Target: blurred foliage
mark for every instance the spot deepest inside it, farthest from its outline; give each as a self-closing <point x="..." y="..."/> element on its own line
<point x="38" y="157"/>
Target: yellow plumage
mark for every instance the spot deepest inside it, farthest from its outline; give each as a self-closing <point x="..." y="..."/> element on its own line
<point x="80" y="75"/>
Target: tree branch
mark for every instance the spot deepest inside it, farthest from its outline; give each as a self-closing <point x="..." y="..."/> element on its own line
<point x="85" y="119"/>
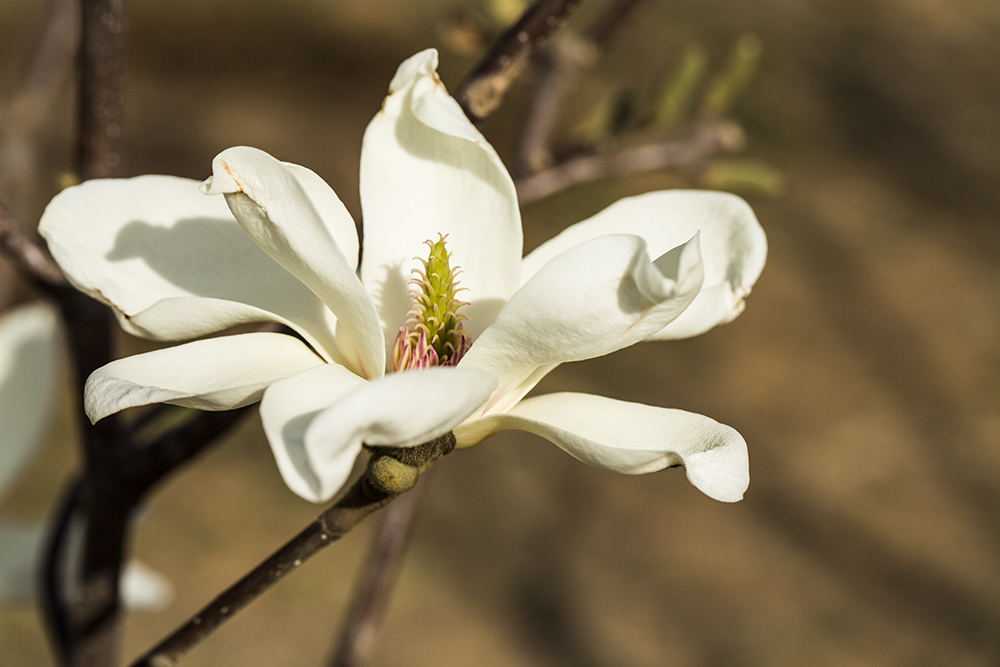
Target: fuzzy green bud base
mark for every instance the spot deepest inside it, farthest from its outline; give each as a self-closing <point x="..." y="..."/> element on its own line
<point x="395" y="470"/>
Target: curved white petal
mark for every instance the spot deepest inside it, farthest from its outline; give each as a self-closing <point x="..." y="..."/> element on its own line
<point x="629" y="438"/>
<point x="425" y="170"/>
<point x="317" y="421"/>
<point x="399" y="410"/>
<point x="285" y="214"/>
<point x="213" y="374"/>
<point x="132" y="243"/>
<point x="287" y="409"/>
<point x="733" y="247"/>
<point x="595" y="298"/>
<point x="29" y="346"/>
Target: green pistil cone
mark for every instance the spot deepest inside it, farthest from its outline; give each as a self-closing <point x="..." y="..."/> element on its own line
<point x="433" y="334"/>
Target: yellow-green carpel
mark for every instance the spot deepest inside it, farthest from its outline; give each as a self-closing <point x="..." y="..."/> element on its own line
<point x="433" y="334"/>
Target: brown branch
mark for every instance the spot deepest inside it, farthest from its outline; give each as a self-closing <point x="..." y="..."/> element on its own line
<point x="146" y="467"/>
<point x="55" y="613"/>
<point x="100" y="138"/>
<point x="104" y="503"/>
<point x="485" y="87"/>
<point x="28" y="256"/>
<point x="708" y="140"/>
<point x="359" y="502"/>
<point x="380" y="571"/>
<point x="558" y="70"/>
<point x="390" y="473"/>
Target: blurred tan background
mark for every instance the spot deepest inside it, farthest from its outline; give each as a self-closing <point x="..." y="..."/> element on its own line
<point x="864" y="374"/>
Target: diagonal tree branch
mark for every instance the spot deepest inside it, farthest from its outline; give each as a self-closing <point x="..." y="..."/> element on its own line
<point x="485" y="87"/>
<point x="375" y="582"/>
<point x="27" y="255"/>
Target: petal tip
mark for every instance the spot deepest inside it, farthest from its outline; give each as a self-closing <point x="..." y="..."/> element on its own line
<point x="421" y="64"/>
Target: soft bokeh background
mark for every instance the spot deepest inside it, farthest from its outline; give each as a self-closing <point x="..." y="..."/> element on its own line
<point x="865" y="373"/>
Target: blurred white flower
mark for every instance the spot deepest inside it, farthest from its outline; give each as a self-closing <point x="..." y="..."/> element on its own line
<point x="175" y="265"/>
<point x="29" y="350"/>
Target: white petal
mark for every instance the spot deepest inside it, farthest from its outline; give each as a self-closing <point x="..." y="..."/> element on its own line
<point x="597" y="297"/>
<point x="20" y="551"/>
<point x="279" y="212"/>
<point x="425" y="170"/>
<point x="287" y="409"/>
<point x="213" y="374"/>
<point x="733" y="247"/>
<point x="132" y="243"/>
<point x="629" y="438"/>
<point x="143" y="588"/>
<point x="399" y="410"/>
<point x="29" y="347"/>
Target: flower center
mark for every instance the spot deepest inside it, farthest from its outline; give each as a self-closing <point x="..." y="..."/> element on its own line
<point x="433" y="334"/>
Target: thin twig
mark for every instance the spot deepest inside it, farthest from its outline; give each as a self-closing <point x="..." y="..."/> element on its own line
<point x="380" y="571"/>
<point x="708" y="140"/>
<point x="100" y="138"/>
<point x="557" y="70"/>
<point x="29" y="257"/>
<point x="104" y="504"/>
<point x="485" y="87"/>
<point x="359" y="502"/>
<point x="148" y="466"/>
<point x="385" y="479"/>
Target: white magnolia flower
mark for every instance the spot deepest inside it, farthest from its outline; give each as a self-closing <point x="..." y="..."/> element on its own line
<point x="29" y="349"/>
<point x="175" y="264"/>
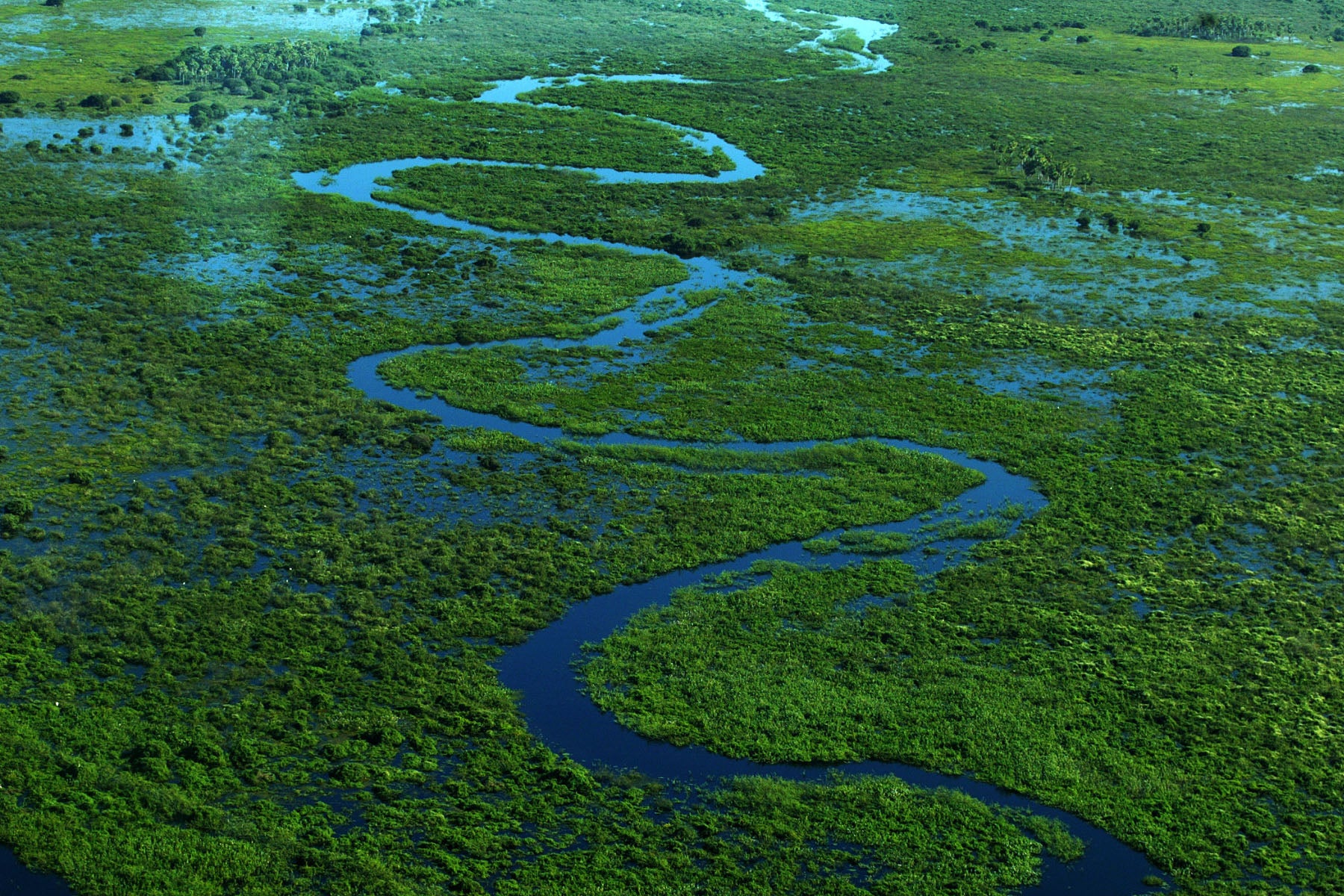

→ EXERCISE DIRECTIONS
Please repeat the listing precisely, excluding the pictures it contains.

→ FINISHED EXERCISE
Target: blurred foliage
mark for every instance the spot deepest inside it, farthest from its outline; give each as a self-closing <point x="..." y="..."/> element on its own line
<point x="38" y="157"/>
Target: yellow plumage
mark for every instance the spot deepest inside it, farthest from its outline; give each as a self-closing <point x="..." y="..."/> element on its own line
<point x="80" y="75"/>
Target: tree branch
mark for every instance the spot deepest inside it, farthest from its outline; give each as a self-closing <point x="..." y="..."/> element on its own line
<point x="85" y="119"/>
Target: fuzzy green bud base
mark for every instance the spot deepest inside it, farthest from its outline; give each as a self-closing <point x="..." y="..."/> element on its own line
<point x="395" y="470"/>
Target: curved white petal
mark for every instance the spot deepest inside it, farthest from its outline; give each as a self-closing <point x="..." y="..."/> element on its own line
<point x="629" y="438"/>
<point x="425" y="170"/>
<point x="317" y="421"/>
<point x="399" y="410"/>
<point x="285" y="214"/>
<point x="213" y="374"/>
<point x="132" y="243"/>
<point x="287" y="409"/>
<point x="733" y="247"/>
<point x="595" y="298"/>
<point x="29" y="346"/>
Target: green pistil cone
mark for every instance the spot deepest inside it, farthest from its outline; give each as a self-closing <point x="..." y="..."/> element on its own line
<point x="433" y="334"/>
Target: yellow-green carpel
mark for every instance the spot deepest inside it, farthest from its outline; give each as a self-closing <point x="..." y="..."/> element on its own line
<point x="433" y="334"/>
Target: brown branch
mark for every instance the spot deepest inside it, farthest from its outline; give each as a self-closing <point x="..." y="..."/> element on its own line
<point x="146" y="467"/>
<point x="55" y="613"/>
<point x="100" y="138"/>
<point x="104" y="503"/>
<point x="485" y="87"/>
<point x="28" y="256"/>
<point x="708" y="140"/>
<point x="359" y="502"/>
<point x="380" y="571"/>
<point x="558" y="70"/>
<point x="390" y="473"/>
Target: blurred tan background
mark for every instance the spot deepest inside it, farthest from its outline; give each as a self-closing <point x="..." y="..."/> element on its own line
<point x="864" y="374"/>
Target: diagonal tree branch
mark for every instance the spot deepest inside it, farthest from its outline; give each as a self-closing <point x="..." y="..."/> element on its own line
<point x="485" y="87"/>
<point x="375" y="582"/>
<point x="27" y="255"/>
Target: petal tip
mark for every instance the spot deepest inside it, farthest from its outline; give each as a self-closing <point x="..." y="..."/> element on its own line
<point x="421" y="64"/>
Target: soft bokeh background
mark for every instance the spot deepest inside it, farthest from its outline; give each as a self-closing <point x="..." y="..."/> element on its own line
<point x="865" y="373"/>
Target: blurred white flower
mark for every instance the spot deepest inside it, farthest from its outline; give each as a self-closing <point x="..." y="..."/> element on its own line
<point x="175" y="265"/>
<point x="29" y="350"/>
Target: white petal
mark for every instance the spot deepest inside it, farthest from its outline; give each as a self-closing <point x="..." y="..."/> element on its own line
<point x="597" y="297"/>
<point x="20" y="551"/>
<point x="279" y="212"/>
<point x="425" y="170"/>
<point x="287" y="409"/>
<point x="213" y="374"/>
<point x="733" y="247"/>
<point x="132" y="243"/>
<point x="629" y="438"/>
<point x="143" y="588"/>
<point x="399" y="410"/>
<point x="29" y="347"/>
Target: flower center
mark for every instance the spot deepest inside it, farthest from its outline; give each as a self-closing <point x="..." y="..."/> element on its own line
<point x="433" y="334"/>
Target: thin twig
mark for every instance the spot deepest inside it, farthest from its outline; give each as a self-closing <point x="..." y="..."/> element on its own line
<point x="380" y="571"/>
<point x="708" y="140"/>
<point x="100" y="138"/>
<point x="557" y="70"/>
<point x="29" y="257"/>
<point x="104" y="504"/>
<point x="485" y="87"/>
<point x="359" y="502"/>
<point x="148" y="466"/>
<point x="385" y="479"/>
Target: white magnolia flower
mark for every instance the spot deepest inside it, farthest from its outline; give each as a self-closing <point x="..." y="..."/> element on its own line
<point x="29" y="349"/>
<point x="175" y="264"/>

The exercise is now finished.